## DATASET CONTENT
++++++++++++++++++++
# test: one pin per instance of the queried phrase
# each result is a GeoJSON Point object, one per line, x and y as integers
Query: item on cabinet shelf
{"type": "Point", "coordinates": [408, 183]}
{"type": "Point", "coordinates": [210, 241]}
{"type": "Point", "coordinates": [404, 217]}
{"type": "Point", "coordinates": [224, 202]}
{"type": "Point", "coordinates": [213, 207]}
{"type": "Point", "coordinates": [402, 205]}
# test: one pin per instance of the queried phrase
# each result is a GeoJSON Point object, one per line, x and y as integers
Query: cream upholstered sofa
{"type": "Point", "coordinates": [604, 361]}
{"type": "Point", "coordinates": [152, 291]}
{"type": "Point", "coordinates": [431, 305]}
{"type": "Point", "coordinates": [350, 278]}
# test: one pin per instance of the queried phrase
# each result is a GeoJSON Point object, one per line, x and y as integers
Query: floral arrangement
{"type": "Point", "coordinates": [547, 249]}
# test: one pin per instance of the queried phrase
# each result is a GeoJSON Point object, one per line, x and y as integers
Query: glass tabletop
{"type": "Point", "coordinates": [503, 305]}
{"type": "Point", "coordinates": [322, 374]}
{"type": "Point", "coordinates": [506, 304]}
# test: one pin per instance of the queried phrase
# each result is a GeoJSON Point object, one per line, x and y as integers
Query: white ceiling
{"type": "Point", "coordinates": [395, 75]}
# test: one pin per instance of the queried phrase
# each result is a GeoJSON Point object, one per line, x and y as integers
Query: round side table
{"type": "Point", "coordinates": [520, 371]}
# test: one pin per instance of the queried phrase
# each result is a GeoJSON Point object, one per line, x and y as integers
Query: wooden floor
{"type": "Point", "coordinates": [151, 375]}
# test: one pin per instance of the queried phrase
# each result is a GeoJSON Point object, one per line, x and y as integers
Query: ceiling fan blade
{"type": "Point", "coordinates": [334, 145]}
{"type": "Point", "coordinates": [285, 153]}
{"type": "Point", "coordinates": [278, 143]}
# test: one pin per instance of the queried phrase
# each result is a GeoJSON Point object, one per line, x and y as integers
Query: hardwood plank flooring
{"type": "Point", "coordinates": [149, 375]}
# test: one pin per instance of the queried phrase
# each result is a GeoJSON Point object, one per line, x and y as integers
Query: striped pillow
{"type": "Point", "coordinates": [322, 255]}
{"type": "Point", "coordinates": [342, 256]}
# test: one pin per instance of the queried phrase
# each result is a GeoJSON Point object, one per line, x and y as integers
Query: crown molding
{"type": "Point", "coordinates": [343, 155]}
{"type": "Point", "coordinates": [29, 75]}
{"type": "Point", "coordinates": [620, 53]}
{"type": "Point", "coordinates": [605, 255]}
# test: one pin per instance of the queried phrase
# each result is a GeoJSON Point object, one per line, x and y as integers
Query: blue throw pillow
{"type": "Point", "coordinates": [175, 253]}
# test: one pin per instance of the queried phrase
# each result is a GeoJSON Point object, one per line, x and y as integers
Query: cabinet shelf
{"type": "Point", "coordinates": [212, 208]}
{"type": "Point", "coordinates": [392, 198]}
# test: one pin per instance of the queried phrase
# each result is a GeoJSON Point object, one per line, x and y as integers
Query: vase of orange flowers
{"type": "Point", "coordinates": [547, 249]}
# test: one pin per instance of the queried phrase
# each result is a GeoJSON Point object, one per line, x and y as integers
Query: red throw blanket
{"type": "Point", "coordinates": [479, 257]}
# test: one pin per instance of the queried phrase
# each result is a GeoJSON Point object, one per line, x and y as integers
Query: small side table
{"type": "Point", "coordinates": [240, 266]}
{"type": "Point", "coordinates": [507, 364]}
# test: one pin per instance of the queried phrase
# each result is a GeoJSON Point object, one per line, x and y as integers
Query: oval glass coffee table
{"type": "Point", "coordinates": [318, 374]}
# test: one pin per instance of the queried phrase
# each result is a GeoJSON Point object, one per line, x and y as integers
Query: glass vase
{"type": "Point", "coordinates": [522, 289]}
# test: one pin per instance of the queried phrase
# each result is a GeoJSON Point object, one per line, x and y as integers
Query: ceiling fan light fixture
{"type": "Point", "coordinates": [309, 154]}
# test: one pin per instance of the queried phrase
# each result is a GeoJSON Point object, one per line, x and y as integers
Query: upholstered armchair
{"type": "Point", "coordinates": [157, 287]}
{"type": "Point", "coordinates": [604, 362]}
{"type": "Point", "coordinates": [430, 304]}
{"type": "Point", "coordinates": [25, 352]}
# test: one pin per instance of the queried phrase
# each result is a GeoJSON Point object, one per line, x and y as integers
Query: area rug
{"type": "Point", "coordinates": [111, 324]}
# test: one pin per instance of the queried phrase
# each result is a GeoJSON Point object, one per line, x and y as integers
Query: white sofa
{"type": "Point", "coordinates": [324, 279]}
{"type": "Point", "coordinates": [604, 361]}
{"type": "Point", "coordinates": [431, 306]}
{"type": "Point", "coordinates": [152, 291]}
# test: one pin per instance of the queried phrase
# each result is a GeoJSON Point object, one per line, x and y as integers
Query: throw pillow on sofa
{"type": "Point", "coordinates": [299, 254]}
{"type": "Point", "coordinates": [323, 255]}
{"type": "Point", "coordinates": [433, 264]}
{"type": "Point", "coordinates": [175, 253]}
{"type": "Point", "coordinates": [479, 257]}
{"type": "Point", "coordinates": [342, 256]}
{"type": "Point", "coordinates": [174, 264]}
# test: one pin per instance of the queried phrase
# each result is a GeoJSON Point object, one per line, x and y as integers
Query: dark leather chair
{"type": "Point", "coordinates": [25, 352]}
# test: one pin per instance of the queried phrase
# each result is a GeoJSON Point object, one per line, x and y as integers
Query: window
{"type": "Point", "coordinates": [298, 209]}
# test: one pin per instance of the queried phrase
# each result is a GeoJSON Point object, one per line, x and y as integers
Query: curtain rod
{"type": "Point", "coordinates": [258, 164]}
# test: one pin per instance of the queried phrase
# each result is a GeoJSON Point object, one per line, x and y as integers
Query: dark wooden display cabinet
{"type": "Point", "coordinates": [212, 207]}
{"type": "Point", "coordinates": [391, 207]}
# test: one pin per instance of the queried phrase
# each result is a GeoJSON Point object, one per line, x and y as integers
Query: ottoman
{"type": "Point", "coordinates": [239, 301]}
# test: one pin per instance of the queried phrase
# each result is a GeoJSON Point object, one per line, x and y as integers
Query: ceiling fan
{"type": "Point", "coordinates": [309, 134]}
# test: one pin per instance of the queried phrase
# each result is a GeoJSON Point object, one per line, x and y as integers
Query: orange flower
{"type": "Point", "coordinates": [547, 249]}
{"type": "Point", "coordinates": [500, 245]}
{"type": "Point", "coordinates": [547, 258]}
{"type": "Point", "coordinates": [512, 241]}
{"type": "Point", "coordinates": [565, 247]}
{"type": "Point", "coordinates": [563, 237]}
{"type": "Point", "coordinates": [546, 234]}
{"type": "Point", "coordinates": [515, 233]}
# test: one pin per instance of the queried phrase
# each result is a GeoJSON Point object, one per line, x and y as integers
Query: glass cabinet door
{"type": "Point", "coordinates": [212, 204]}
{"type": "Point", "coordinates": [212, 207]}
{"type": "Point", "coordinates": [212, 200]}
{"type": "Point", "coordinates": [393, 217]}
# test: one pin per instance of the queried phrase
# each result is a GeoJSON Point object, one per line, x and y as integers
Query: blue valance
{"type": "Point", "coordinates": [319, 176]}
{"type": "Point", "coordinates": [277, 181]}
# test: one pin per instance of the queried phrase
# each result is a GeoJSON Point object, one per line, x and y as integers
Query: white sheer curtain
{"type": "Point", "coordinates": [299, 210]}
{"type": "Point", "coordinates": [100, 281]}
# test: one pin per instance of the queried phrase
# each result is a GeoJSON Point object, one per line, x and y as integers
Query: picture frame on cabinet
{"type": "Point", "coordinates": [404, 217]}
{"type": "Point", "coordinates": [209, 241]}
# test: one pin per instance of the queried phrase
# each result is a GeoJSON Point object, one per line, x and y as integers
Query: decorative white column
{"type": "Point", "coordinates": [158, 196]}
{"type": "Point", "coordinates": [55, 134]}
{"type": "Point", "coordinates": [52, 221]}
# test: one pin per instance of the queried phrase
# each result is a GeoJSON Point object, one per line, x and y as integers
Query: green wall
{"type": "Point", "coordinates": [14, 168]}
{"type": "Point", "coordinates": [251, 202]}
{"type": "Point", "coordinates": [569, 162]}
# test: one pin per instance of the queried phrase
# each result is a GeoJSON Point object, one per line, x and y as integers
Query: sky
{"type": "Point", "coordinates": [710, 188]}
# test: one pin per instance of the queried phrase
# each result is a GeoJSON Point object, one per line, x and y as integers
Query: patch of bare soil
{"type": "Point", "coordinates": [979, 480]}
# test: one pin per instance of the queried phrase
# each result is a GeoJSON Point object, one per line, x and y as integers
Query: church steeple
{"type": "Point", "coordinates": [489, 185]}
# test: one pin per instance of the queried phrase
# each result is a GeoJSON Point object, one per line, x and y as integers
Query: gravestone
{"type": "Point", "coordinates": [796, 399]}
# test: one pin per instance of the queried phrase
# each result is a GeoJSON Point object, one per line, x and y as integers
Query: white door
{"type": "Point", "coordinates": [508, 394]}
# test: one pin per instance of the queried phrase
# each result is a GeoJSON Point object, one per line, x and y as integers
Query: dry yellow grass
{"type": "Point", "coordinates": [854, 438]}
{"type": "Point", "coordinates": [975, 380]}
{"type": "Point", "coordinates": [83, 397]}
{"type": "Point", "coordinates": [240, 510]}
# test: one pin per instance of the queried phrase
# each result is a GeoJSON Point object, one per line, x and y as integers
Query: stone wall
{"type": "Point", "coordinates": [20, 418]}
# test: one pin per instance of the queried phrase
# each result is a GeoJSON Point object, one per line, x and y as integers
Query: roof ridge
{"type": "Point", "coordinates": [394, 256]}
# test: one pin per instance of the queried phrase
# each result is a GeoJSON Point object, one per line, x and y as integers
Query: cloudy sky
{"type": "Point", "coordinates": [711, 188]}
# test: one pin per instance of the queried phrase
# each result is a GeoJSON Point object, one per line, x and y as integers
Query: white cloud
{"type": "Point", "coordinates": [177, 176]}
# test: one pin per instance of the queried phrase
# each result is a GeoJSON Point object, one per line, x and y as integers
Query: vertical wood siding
++++++++++++++++++++
Identify each line in the rows above that contains the string "curtain" and copy it in full. Case counts.

## TASK ANSWER
Query: curtain rod
Query: white sheer curtain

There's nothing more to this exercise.